▶ _Supplied records_:
-- Opening Marker --
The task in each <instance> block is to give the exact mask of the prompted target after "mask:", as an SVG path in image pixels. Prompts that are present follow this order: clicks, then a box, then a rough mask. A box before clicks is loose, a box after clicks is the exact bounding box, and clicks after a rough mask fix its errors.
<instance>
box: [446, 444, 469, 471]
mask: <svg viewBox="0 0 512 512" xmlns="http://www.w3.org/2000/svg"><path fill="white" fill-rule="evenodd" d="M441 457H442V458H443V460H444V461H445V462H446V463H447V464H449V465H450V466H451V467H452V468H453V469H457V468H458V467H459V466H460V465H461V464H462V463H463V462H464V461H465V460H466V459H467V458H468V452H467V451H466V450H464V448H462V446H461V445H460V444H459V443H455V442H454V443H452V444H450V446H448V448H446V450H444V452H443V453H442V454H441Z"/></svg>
-- Closing Marker --
-- Opening Marker --
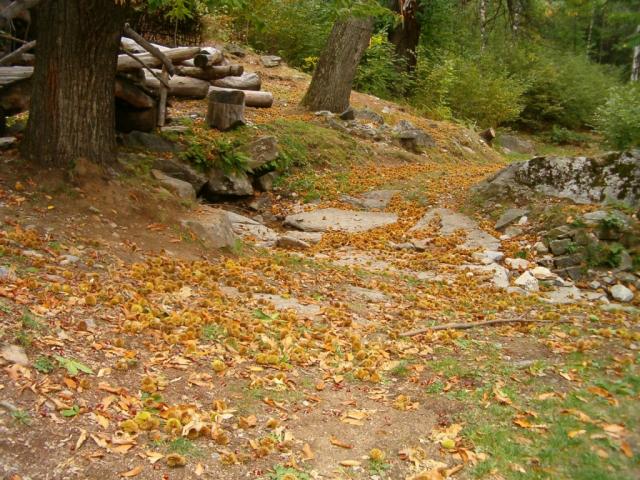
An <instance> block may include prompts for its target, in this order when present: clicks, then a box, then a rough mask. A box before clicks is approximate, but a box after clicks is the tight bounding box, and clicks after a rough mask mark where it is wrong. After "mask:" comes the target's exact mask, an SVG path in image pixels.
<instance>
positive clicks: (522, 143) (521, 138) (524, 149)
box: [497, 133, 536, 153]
-- Closing Marker --
▶ _How to complete this task_:
From the entries, report every line in which the string "image" occurs.

▶ _Response area_:
The task in each <instance> block is to give the exact mask of the prompted target after "mask:", as an SVG path in image pixels. Prompts that are present follow this order: clicks, then a box, then a rough mask. A box before clicks is loose, a box after clicks is the exact bounding box, and clicks after a rough mask fix its errors.
An <instance> block may include prompts for its target, in this order when present: clicks, then a box, then a rough mask. A box before clicks is approximate, but a box after clicks is the tight bounding box, and clicks after a rough mask mark where it is wrong. After "mask:" comes the target's exact mask, an SVG path in image pixels.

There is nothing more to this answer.